*** SELECTED EXTRACT ***
In the big picture, it definitely is. (As Warriors center Andrew Bogut said Thursday, "You don't mess around with brain injuries.") In the smaller-scope context of this series, though, the decision that Lue says he hasn't thought about, but that he has 100 percent thought about, matters an awful lot. Especially after a Game 3 win in which the Cavs rampaged behind an improved defensive effort, fueled in part by matchup changes spurred by Love's absence, and stellar offensive performances from LeBron James and Kyrie Irving, fueled in part by a shift in shot distribution and plan of attack spurred by Love's absence.
Through the first two games of the Finals, the Cavs' familiar starting lineup — James, Love, Irving, Thompson and J.R. Smith — had been outscored by three points in 32 minutes of floor time. In Game 3, the same core foursome with Jefferson in for Love outscored Golden State by 17 points in 22 minutes, blowing the Warriors' doors off with more fluid movement, more assertive moves with the ball, sharper screen-and-roll play, and better defensive comportment.
*** End of SELECTED EXTRACT ***
*TASKS FOR THIS EXERCISE*
**a)** In the NBA Finals excerpt, by how many points had the Cavs' familiar starting lineup been outscored through the first two games?
**b)** Transcribe the NBA Finals excerpt from "Through the first" up to and including "better defensive comportment.".
**c)** Which players does the NBA Finals excerpt name as the Cavs' familiar starting lineup?
The lines after the NBA Finals excerpt are separate material with no connection to it.
*** MATERIAL SHOWN ***
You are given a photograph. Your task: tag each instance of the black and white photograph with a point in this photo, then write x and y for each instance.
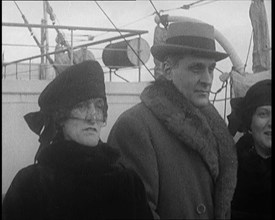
(147, 109)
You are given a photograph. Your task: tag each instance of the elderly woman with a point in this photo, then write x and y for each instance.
(252, 116)
(75, 175)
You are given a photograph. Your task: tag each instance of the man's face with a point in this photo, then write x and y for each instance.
(193, 77)
(261, 128)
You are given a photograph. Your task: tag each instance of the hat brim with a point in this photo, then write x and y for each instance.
(161, 51)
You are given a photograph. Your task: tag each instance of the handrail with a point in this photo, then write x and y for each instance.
(72, 27)
(64, 50)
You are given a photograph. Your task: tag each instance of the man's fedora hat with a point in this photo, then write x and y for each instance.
(188, 38)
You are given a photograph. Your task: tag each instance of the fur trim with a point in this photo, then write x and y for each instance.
(203, 130)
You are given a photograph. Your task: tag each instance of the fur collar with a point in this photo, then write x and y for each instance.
(203, 130)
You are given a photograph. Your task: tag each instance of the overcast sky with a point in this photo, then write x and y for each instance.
(230, 17)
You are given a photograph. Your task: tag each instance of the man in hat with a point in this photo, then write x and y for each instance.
(175, 139)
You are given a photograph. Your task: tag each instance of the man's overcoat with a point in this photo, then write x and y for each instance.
(185, 156)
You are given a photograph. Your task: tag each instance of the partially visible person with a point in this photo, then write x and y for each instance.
(252, 115)
(174, 138)
(75, 175)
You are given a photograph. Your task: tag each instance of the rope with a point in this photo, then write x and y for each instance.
(248, 50)
(125, 39)
(162, 21)
(34, 37)
(225, 97)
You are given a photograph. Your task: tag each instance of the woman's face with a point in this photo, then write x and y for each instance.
(261, 129)
(85, 122)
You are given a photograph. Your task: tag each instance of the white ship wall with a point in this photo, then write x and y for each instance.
(19, 97)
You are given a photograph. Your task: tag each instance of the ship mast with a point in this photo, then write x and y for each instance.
(44, 44)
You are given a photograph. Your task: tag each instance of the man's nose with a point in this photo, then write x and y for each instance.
(207, 77)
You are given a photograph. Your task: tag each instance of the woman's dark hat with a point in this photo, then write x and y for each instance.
(243, 108)
(76, 84)
(188, 38)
*** End of MATERIAL SHOWN ***
*ANSWERS TO THE EXERCISE*
**a)** By three points, in 32 minutes of floor time.

**b)**
Through the first two games of the Finals, the Cavs' familiar starting lineup — James, Love, Irving, Thompson and J.R. Smith — had been outscored by three points in 32 minutes of floor time. In Game 3, the same core foursome with Jefferson in for Love outscored Golden State by 17 points in 22 minutes, blowing the Warriors' doors off with more fluid movement, more assertive moves with the ball, sharper screen-and-roll play, and better defensive comportment.

**c)** James, Love, Irving, Thompson and J.R. Smith